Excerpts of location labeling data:
※
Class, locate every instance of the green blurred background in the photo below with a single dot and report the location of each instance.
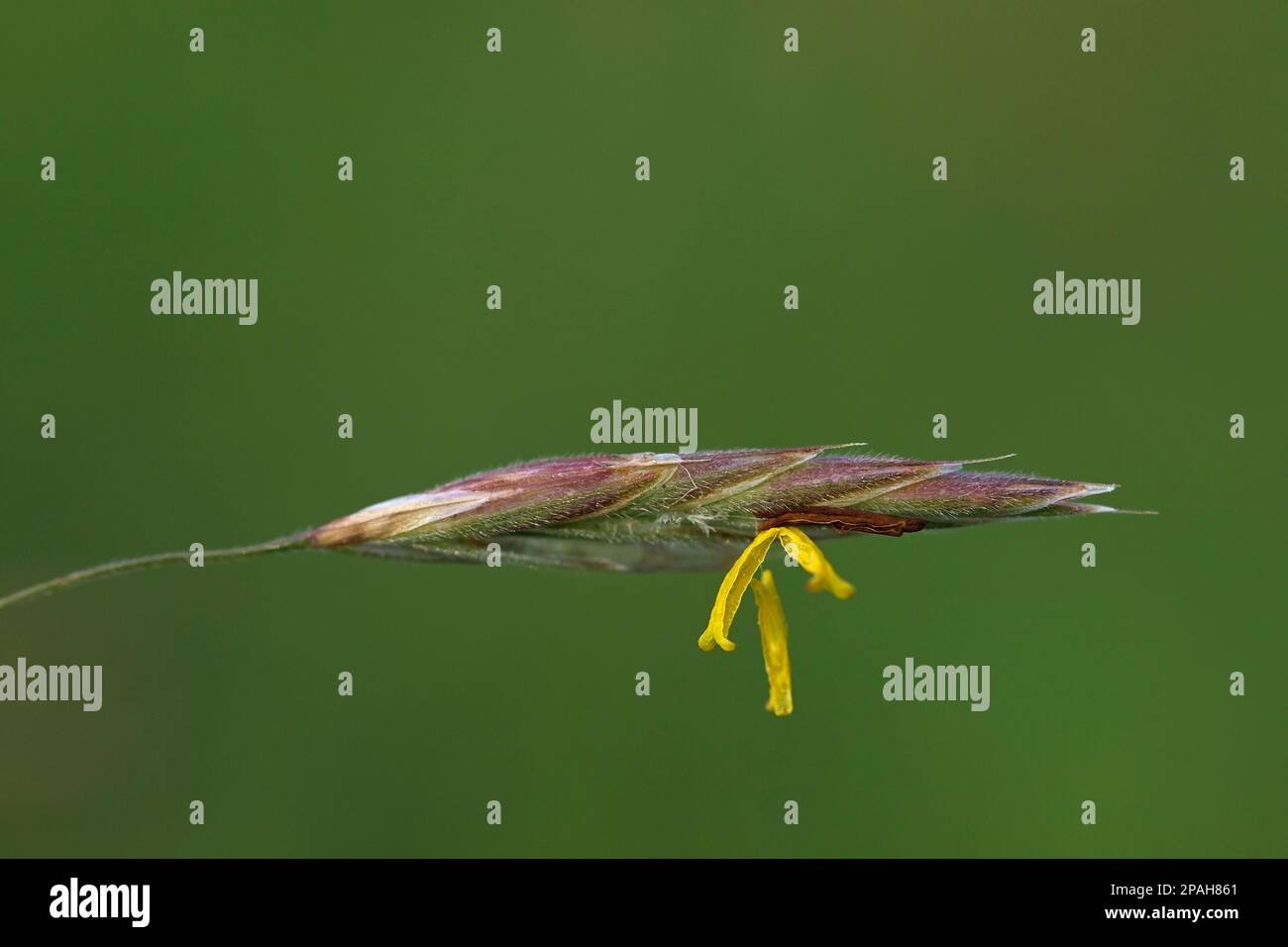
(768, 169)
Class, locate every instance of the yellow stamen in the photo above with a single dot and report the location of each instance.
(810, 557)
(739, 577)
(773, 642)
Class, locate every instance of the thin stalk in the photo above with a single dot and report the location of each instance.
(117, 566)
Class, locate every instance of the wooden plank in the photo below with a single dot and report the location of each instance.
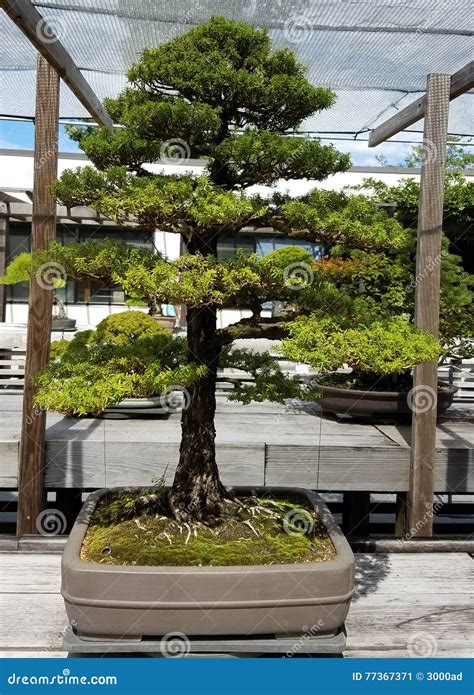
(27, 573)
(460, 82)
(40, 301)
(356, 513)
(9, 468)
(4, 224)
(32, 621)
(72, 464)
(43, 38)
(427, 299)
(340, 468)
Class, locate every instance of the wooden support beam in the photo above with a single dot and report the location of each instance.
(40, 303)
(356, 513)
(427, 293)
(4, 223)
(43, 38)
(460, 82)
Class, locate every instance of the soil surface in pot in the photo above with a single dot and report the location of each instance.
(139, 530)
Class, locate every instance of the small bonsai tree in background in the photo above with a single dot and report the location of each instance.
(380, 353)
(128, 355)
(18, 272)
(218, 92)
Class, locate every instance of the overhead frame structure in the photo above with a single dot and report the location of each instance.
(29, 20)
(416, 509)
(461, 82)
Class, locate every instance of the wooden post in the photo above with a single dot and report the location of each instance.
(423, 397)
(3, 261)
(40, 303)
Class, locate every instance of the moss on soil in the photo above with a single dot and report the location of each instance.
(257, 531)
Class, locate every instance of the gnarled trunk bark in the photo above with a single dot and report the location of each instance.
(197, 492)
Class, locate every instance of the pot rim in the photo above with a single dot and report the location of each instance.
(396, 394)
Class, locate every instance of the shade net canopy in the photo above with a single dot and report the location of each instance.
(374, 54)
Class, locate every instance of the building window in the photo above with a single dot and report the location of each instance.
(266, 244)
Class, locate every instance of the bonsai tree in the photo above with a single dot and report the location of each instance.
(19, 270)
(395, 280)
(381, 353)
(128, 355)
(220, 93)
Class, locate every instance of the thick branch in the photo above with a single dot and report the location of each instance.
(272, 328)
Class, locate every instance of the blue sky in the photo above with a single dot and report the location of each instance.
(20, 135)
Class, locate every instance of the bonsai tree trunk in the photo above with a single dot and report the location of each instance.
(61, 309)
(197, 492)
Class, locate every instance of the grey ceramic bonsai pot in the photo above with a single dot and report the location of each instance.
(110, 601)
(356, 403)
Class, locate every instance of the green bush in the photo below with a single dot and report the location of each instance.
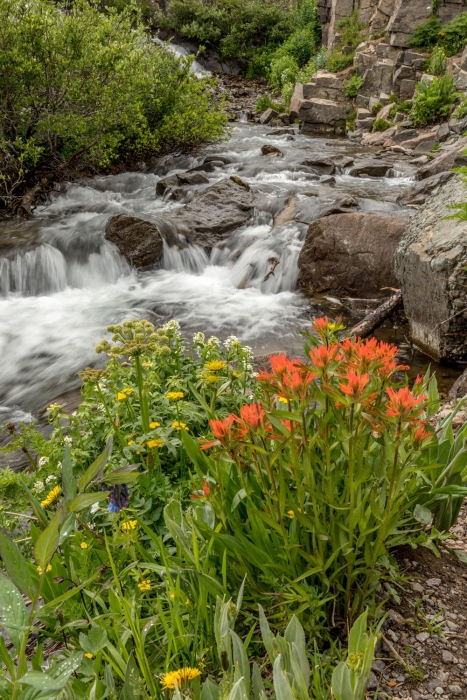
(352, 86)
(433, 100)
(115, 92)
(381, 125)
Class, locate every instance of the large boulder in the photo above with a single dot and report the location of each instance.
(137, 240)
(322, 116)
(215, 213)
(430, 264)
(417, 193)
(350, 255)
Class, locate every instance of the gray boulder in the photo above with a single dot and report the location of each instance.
※
Exercise task → Nothing but the lines from the line containing "Class, locate every instance of the thick" through the last line of the records above is to be extracted, exactly and with no pictures.

Expected output →
Class, locate every instance of the thick branch in the photo above with a single dot and report the location of each instance.
(272, 328)
Class, locate every instance of the blue sky in the photo above with a single dot and report the location of each instance.
(20, 135)
Class, locate every instance of the bonsai tree trunk in the photo above with a single dot and report the location of each instance.
(61, 309)
(197, 492)
Class, locate every instance of the grey ceramic bonsai pot in the photo above with a single dot and report the location of each instance.
(110, 601)
(356, 403)
Class, locate every instance of the green bush in the photo below with a single dot and report the location of each instance.
(352, 86)
(433, 100)
(115, 92)
(381, 125)
Class, locate every instance of the large boulder in the photo above with a single dot and report the location of each instance.
(137, 240)
(322, 116)
(215, 213)
(430, 264)
(417, 193)
(350, 255)
Class, locate every instance of the gray boulder in the photo above with a single dot and report the location of each instance.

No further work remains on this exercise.